▶ TASK:
Reproduce the listing with "dot" changed to "point" and all other text kept the same. Omit the pictures from your answer.

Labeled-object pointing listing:
%%

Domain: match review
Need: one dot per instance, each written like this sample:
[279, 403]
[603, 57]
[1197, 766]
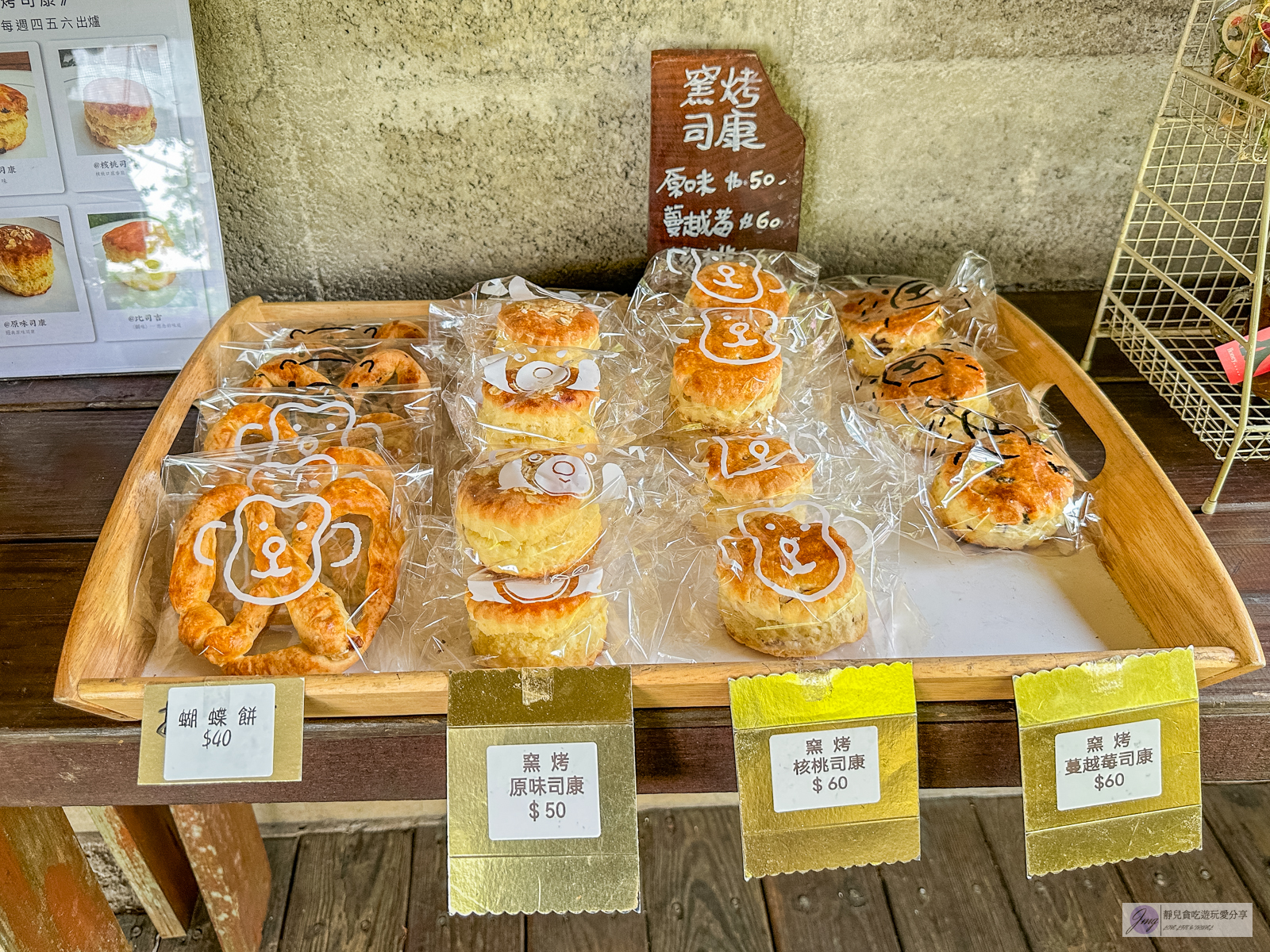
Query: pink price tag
[1231, 355]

%%

▶ RESPONSE TO THIS EXERCISE:
Domain: match review
Need: one point per instance, each written like this sample:
[279, 403]
[603, 57]
[1197, 766]
Query: pink price tag
[1231, 355]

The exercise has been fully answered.